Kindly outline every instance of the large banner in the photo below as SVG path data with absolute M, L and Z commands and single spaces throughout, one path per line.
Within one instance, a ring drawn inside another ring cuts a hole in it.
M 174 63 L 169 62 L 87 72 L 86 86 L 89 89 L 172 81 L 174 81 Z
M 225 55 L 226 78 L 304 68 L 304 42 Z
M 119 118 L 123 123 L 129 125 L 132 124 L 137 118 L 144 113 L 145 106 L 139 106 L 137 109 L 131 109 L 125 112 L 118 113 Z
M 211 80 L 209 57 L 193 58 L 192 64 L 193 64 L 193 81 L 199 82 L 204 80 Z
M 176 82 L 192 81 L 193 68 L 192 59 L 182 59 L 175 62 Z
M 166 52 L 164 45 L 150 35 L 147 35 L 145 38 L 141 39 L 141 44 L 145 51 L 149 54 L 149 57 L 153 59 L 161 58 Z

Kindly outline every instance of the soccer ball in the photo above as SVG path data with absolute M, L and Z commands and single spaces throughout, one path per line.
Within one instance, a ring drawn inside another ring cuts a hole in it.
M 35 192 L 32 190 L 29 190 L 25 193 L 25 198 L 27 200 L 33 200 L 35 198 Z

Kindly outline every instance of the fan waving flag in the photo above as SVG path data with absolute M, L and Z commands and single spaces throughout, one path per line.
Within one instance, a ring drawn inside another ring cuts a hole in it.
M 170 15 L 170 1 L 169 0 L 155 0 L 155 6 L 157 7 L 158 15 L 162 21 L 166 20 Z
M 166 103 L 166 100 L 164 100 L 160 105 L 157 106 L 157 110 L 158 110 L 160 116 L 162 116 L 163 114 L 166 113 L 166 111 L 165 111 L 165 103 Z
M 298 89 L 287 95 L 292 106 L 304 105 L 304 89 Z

# [What you need to do]
Only one number is wanted: how many lines of the data above include the word "single".

# [Answer section]
3